__TEKS KUTIPAN__.

Oleh: Eko Prasetyo Pemred MediaGuru, Alumnus Sastra Indonesia Unesa
Budaya Literasi dan Kualitas Hidup
Tak bisa disangkal, budaya literasi turut memengaruhi peradaban sebuah bangsa. Dalam lingkup yang khusus lagi, yakni membaca dan menulis, keterampilan literasi selalu dikaitkan dengan kualitas hidup. Seperti apa?
Berkaca pada Tokoh
Budayawan Ajip Rosidi pernah mengemukakan pendapatnya yang barangkali terdengar agak ekstrem. Dia sangat yakin bahwa hanya dengan membacalah cita-cita untuk menyejahterakan masyarakat dapat dicapai (2012: 263).
Dalam pandangannya, membaca adalah hal pertama dan utama yang harus dilakukan oleh seseorang apabila ingin mengubah dirinya ke kehidupan yang lebih baik. Membaca merupakan instrumen fundamental dalam melakukan transformasi pribadi, masyarakat, dan bangsa.
Ajip dalam otobiografinya yang berjudul Hidup Tanpa Ijazah: Yang Terekam dalam Kenangan (Pustaka Jaya, 2008) memberikan kritik konstruktif terhadap dunia pendidikan yang umumnya hanya mementingkan formalitas daripada hakikat. Ia mengutarakan, kualitas suatu lembaga pendidikan ditentukan oleh seberapa jauh tingkat minat baca para peserta didiknya. Pendidikan yang tidak dapat menumbuhkan minat baca akan menemui kegagalan. Sebaliknya, dengan minat baca yang bagus, walaupun tidak mengenyam sekolah tinggi, seseorang niscaya akan berhasil. Hal ini dibuktikan sendiri oleh Ajip yang menjalani hidupnya tanpa mengandalkan ijazah selembar pun.

Data mentah
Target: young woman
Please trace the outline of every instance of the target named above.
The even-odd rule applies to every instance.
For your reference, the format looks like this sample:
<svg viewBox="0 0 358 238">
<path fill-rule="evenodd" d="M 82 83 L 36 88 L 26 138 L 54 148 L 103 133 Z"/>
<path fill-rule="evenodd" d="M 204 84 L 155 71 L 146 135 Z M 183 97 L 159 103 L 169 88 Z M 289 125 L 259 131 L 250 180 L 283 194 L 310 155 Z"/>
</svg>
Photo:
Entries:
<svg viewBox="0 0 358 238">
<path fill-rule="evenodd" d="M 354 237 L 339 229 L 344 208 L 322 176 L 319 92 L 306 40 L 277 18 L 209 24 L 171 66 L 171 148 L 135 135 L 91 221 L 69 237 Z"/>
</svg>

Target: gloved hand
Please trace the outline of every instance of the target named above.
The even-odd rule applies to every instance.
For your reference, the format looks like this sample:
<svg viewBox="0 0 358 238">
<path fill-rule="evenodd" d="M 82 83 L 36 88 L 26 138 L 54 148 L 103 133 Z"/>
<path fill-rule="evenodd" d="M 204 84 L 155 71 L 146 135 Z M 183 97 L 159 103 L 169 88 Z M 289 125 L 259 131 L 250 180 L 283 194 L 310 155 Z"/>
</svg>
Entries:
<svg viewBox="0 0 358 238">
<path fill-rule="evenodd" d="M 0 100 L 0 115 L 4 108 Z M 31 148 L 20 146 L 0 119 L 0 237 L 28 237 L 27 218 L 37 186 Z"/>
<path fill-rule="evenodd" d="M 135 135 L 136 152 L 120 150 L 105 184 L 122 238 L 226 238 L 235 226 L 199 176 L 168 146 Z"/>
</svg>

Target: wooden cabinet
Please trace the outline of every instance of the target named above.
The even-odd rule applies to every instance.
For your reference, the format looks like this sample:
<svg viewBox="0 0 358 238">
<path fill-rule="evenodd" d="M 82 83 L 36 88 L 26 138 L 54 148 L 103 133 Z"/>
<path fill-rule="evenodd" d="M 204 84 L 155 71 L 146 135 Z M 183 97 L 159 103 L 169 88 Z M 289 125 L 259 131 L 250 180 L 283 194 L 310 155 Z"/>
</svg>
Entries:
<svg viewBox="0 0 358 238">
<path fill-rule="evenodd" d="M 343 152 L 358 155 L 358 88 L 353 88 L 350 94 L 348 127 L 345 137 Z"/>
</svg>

__PERSYARATAN__.
a) Menurut teks tentang budaya literasi, membaca merupakan instrumen fundamental dalam melakukan transformasi terhadap apa saja? Sebutkan semuanya.
b) Tuliskan kembali tanpa perubahan seluruh bagian teks tentang budaya literasi, mulai dari "Dalam pandangannya, membaca" hingga "masyarakat, dan bangsa.".

__JAWABAN BERURUTAN__.
a) Pribadi, masyarakat, dan bangsa.

b)
Dalam pandangannya, membaca adalah hal pertama dan utama yang harus dilakukan oleh seseorang apabila ingin mengubah dirinya ke kehidupan yang lebih baik. Membaca merupakan instrumen fundamental dalam melakukan transformasi pribadi, masyarakat, dan bangsa.